Once you've built a few apps, you'll want more control over the result. The techniques here help you steer bigger or more complex builds with precision, picking up where Writing Effective Prompts leaves off.

The agent fills any gap you leave with a reasonable guess. On a precise build, you want fewer guesses, so describe the shape of things before the agent has to assume them.

  • Structure: Say how the app is laid out: a sidebar with a detail pane, a single window with tabs, a grid of cards.
  • Data: Describe what the app works with and its fields. "A list of tasks, each with a title, a due date, and a done flag" beats "a task list".
  • Edge cases: Name the awkward states up front: what an empty list looks like, what happens on a long title, how errors are shown.

Calling out edge cases early saves a round of follow-ups later, since the agent handles them in the first build instead of after you spot them.

Style is easier to show than to describe. To steer the look, give the agent something to anchor on:

  • Name a feeling or reference: "Clean and minimal like a native macOS settings pane" or "playful, rounded, colorful" gives more direction than leaving it open.
  • Point at an existing app of yours: If you've already built an app with Glaze using the look you like, ask the agent to match its style.
  • Attach an image: Drop in a screenshot or mockup of the layout or styling you're after, and describe what to take from it.

Be specific about what to borrow from a reference. "Match the spacing and card style, but use my own colors" is clearer than "make it look like this", which leaves the agent guessing how literally to copy.

For an ambitious app, don't try to land everything in one prompt. Guide the build in stages so each part is something you can check before moving on.

  1. Plan the approach first: For a large or risky build, turn on Plan mode and agree on the approach before any code is written. This is where you catch a wrong assumption cheaply.
  2. Build the foundation: Get the core structure and main screen working first, before any extras.
  3. Layer on behavior: Add actions, state, and data handling once the shape is right.
  4. Refine and polish: Tune the look, spacing, and edge cases last, when the rest is stable.

* Records *
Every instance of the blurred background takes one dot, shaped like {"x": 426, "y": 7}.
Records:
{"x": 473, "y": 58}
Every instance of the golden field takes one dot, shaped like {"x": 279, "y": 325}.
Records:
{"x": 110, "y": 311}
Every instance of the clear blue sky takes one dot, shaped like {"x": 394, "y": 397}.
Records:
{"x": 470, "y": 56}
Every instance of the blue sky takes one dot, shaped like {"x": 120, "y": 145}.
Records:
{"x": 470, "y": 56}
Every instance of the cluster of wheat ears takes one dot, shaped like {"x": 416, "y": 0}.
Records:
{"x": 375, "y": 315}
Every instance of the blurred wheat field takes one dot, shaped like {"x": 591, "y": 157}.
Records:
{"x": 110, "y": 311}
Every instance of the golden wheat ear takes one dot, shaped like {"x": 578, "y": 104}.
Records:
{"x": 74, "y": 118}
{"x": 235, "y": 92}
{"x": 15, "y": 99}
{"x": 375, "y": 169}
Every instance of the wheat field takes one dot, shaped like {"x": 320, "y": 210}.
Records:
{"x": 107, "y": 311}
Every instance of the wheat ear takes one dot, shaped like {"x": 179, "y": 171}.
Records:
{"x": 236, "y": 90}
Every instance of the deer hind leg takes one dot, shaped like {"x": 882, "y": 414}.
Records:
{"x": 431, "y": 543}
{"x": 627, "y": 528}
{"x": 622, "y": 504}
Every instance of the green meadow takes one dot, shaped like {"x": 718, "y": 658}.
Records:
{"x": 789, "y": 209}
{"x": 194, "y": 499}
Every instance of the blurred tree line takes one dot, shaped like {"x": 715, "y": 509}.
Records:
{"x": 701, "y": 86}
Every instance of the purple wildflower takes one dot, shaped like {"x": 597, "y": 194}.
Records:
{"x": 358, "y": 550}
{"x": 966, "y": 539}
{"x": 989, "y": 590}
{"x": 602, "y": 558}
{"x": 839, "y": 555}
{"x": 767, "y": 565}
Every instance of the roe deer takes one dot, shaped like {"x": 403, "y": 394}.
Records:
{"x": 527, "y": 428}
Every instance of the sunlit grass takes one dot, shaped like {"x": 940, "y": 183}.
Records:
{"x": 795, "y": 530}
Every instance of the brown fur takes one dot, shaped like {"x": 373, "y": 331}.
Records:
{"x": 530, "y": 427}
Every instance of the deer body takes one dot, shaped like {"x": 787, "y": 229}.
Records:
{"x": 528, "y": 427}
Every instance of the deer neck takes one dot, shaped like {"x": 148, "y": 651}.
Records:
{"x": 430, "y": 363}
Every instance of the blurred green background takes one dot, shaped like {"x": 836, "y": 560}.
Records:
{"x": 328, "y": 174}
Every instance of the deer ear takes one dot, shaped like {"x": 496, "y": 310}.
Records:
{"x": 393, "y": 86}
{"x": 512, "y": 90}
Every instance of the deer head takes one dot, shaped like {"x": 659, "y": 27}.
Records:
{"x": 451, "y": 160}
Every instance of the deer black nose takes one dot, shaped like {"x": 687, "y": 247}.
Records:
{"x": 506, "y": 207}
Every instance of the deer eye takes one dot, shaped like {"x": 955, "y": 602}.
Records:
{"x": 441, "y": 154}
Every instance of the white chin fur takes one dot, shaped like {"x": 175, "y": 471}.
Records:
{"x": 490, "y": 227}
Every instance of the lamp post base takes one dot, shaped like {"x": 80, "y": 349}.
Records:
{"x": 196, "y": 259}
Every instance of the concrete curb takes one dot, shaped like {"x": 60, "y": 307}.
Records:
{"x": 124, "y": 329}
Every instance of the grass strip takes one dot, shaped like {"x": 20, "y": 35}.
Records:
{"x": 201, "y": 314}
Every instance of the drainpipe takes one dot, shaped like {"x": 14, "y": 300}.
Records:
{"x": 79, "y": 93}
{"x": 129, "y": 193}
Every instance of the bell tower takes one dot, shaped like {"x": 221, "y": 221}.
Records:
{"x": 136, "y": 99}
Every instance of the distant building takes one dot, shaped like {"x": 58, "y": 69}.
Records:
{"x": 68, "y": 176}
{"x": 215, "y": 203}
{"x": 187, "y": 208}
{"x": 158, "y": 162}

* Given exercise 1 *
Return, word for word, the part of the guide on steering app builds that opens with the words containing "Be specific about" and closes with "literally to copy.".
* Given exercise 2 *
In the guide on steering app builds, what should you turn on for a large or risky build before any code is written?

* Expected output 1 *
Be specific about what to borrow from a reference. "Match the spacing and card style, but use my own colors" is clearer than "make it look like this", which leaves the agent guessing how literally to copy.

* Expected output 2 *
Plan mode.